## [EXCERPT TO READ]
Squidward: Hurry up with those
                    chairs Spongebob, it's after closing and I'd like to go home. (phone
                    rings)
                      
    Spongebob: I got it, I got it, coming. (leaps for the phone but Squidward
    answers it first)
    
    Squidward: Hello? Sorry, sir, we're clos... (Mr Krabs snatches phone)
    
    Mr Krabs: Ahoy, there, Krusty Krab. How could I help you? (customer
    explains order over phone) Pizza? (eyes turn into dollar signs) Of
    course we have pizza.
    
    Squidward: Uhh, Mr. Krabs...
    
    Mr Krabs: Our delivery Squid will bring it right over. (hangs up)
    
    Squidward: Mr. Krabs, we don't serve pizza. (Mr Krabs gets a plate
    of krabby patties and turns it into pizza) We don't deliver.
    
    Mr Krabs: We don't deliver, but you do.
    
    Squidward: Can't you just get Spongebob to do it?
    
    Mr Krabs: Great idea! Take him with you. (Spongebob sneaks over smiling
    big)
    
    Squidward: That's not what I had in mind!

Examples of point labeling
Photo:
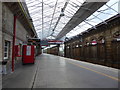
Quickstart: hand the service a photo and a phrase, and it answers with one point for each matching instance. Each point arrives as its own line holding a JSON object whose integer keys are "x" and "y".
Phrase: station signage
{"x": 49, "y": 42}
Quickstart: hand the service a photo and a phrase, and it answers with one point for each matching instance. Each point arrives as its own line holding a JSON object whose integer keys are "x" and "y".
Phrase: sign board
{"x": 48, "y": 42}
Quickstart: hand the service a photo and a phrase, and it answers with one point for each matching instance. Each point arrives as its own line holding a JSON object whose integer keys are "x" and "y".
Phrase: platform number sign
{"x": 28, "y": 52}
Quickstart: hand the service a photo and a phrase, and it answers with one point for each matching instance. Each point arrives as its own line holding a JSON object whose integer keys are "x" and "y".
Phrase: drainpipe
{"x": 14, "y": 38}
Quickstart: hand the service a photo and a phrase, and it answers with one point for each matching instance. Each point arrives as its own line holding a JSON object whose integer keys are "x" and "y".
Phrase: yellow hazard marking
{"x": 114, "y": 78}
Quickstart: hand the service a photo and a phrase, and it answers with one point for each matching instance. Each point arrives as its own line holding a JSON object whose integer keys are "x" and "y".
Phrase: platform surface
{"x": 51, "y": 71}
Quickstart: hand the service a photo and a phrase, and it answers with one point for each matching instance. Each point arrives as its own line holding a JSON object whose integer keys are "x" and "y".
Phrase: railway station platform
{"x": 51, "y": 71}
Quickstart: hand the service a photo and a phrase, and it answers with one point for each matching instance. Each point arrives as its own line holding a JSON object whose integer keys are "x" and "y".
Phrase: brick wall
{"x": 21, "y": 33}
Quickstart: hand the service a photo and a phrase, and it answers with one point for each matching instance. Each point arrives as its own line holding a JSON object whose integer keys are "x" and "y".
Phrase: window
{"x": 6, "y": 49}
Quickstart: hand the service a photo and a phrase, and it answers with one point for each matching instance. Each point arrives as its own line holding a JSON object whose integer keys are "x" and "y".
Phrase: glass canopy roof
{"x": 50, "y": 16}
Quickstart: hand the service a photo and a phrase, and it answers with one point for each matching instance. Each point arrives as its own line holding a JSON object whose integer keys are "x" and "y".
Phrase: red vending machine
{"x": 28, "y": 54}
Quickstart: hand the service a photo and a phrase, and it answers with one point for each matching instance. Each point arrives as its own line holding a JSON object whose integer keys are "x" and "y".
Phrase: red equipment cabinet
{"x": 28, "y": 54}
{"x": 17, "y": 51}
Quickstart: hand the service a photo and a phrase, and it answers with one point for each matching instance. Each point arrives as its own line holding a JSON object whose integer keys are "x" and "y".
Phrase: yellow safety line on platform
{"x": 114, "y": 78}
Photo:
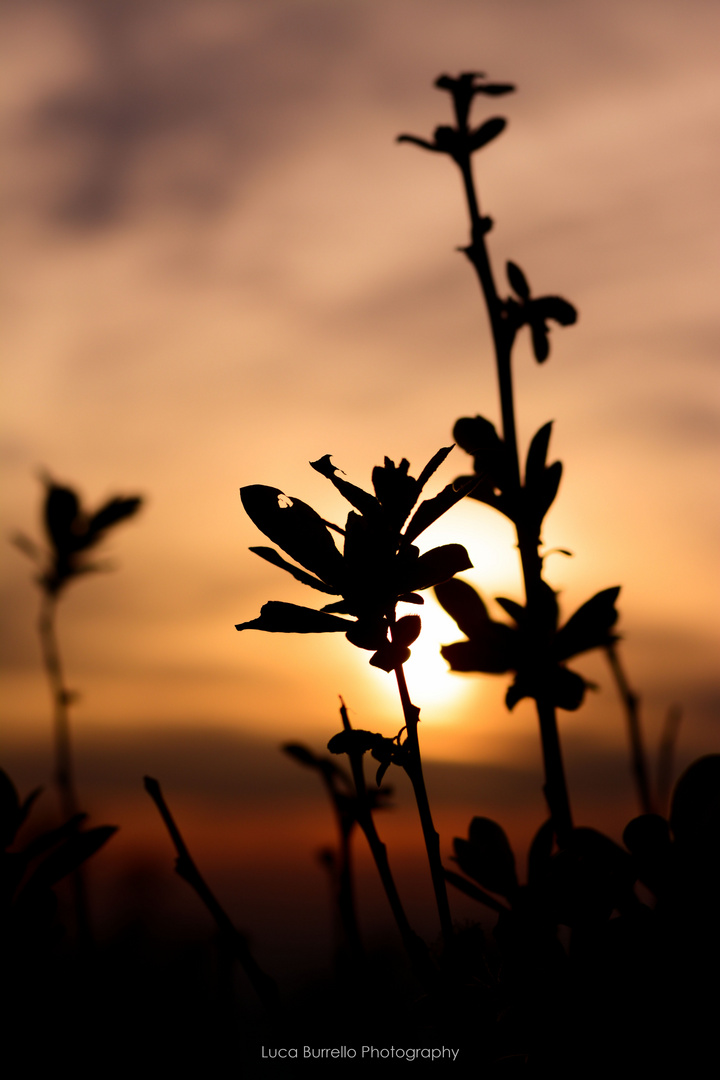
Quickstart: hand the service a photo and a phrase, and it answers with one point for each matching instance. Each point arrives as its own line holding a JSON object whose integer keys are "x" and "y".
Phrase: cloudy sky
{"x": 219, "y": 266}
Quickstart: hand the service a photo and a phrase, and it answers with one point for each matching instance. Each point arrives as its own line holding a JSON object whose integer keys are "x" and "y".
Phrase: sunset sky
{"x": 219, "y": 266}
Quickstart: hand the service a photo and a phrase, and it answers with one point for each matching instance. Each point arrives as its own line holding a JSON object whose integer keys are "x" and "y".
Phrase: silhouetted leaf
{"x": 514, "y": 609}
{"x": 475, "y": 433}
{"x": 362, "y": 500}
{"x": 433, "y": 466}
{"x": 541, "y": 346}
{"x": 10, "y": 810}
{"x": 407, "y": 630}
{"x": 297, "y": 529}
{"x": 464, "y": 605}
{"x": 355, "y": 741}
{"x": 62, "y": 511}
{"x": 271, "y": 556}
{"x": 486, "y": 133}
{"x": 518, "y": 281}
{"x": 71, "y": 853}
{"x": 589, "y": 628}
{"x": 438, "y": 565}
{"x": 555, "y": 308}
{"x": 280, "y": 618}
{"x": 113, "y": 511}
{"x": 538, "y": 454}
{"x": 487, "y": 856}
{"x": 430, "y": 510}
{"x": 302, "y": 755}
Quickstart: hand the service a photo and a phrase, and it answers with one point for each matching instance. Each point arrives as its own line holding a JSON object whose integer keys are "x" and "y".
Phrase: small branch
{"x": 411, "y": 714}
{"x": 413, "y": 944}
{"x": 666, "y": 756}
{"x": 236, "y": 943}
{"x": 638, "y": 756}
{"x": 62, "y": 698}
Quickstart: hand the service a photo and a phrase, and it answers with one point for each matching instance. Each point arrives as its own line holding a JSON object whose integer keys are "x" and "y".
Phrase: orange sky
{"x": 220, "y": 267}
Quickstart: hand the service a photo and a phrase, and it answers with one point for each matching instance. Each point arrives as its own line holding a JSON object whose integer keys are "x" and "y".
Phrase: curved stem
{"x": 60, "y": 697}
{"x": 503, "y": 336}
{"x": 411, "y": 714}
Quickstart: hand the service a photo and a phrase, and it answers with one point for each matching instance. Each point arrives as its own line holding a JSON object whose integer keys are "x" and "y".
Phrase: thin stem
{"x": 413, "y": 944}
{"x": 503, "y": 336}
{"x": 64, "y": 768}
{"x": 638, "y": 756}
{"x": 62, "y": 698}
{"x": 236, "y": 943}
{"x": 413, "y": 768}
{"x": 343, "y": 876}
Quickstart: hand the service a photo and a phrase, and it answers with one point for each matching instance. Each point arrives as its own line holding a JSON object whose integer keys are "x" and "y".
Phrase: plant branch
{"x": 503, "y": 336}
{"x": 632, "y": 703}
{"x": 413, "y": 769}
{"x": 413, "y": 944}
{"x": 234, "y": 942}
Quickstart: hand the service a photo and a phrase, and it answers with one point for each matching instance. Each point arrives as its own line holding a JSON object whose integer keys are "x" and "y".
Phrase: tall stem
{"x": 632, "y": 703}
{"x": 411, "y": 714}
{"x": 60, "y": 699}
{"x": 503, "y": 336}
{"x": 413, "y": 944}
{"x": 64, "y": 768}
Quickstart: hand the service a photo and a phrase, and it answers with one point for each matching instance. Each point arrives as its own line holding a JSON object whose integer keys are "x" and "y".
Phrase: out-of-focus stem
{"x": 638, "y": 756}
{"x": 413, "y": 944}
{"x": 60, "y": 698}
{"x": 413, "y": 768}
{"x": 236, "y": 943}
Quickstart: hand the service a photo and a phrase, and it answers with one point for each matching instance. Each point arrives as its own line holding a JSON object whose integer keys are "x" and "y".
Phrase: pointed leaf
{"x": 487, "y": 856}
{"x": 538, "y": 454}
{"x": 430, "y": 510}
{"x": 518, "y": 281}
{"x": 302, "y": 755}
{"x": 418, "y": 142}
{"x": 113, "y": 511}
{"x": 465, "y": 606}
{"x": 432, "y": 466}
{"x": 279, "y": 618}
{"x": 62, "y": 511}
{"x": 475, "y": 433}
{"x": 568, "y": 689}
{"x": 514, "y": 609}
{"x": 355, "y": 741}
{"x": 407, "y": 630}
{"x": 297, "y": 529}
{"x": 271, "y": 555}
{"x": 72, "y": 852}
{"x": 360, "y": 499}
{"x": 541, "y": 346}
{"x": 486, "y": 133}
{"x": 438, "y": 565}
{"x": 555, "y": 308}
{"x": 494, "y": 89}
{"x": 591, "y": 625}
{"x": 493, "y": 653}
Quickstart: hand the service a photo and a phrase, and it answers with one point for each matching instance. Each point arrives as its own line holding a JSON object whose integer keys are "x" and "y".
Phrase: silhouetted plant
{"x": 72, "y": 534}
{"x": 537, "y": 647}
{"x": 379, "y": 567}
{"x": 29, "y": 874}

## [WHAT TO WORK ON]
Pick up the Krusty Krab pizza script after Squidward's last line and carry the scene forward in the same format. The records are not needed for anything here.

## [RESULT OF THE EXERCISE]
    Spongebob: Front end...check. Antenna...check. Bumper...check. Bumper
    sticker... (bumper sticker says"I Brake FoR SeA URchins") ...check. (un-caps
    the tire pressure and inhales a little) Tire pressure... (blows out
    the rest of the pressure in Squidward's face) ...check. Vehicle inspection
    complete! We're really making history here Squidward. That lucky customer
    is going to get the first Krabby Patty pizza ever.
    
    Squidward: Good, then you drive.
    
    Spongebob: I can't. I'm still in Boating School.
    
    Squidward: Come on, Spongebob. It's just around the corner.
    
    Spongebob: Well, yeah, but...
    
    Squidward: Just do what you do in school.
    
    Spongebob: Well, okay. Wait, don't tell me.
    
    Squidward: Back it up.
    
    Spongebob: Huh?
    
    Squidward: Back it up.
    
    Spongebob: All right, back it up. (tries to move the stick shift down)
    
    Squidward: Back it up!
    
    Spongebob: Okay, okay.
    
    Squidward: Shift into reverse, Spongebob.
    
    Spongebob: Reverse? Oh, yeah, reverse. (words turn into japanese/chinese)
    
    Squidward: Back it up!
    
    Spongebob: (shifts gears) Back it up! (boat backs up really
    fast)
    
    Squidward: Give me the wheels, Spongebob! Give me the wheels!
    
    Spongebob: Backing up! Backing up! (boat eventually stops with no
    fuel left)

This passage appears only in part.